Reproduce every line of the records below verbatim, leaving out the pictures.

#### [Box annotations for the photos]
──────

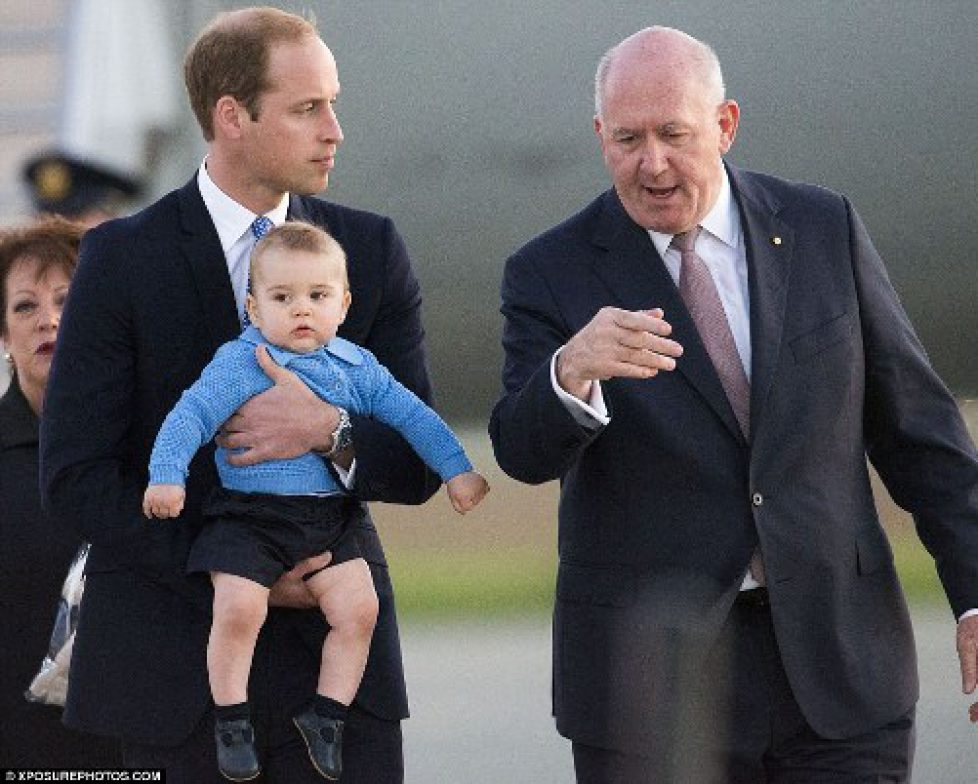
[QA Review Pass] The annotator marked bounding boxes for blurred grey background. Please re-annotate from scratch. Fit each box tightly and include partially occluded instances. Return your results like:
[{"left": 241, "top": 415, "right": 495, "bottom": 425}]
[{"left": 0, "top": 0, "right": 978, "bottom": 421}]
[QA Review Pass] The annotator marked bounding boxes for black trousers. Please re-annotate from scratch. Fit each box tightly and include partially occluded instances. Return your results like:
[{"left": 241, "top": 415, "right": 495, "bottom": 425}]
[
  {"left": 573, "top": 598, "right": 915, "bottom": 784},
  {"left": 122, "top": 616, "right": 404, "bottom": 784}
]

──────

#### [Exercise output]
[QA Review Pass] The annotator marked bounding boxes for blurred grey background. Please re-annotate from scratch. Fit each box tightly and include partially occluded instances. Return your results like:
[{"left": 241, "top": 415, "right": 495, "bottom": 425}]
[{"left": 0, "top": 0, "right": 978, "bottom": 421}]
[QA Review Pass] The annotator marked bounding boxes for black trousers. Please re-annotate from scratch. Fit each box tightly and include partially occluded instances. Return your results like:
[{"left": 241, "top": 415, "right": 495, "bottom": 425}]
[
  {"left": 573, "top": 598, "right": 915, "bottom": 784},
  {"left": 122, "top": 616, "right": 404, "bottom": 784}
]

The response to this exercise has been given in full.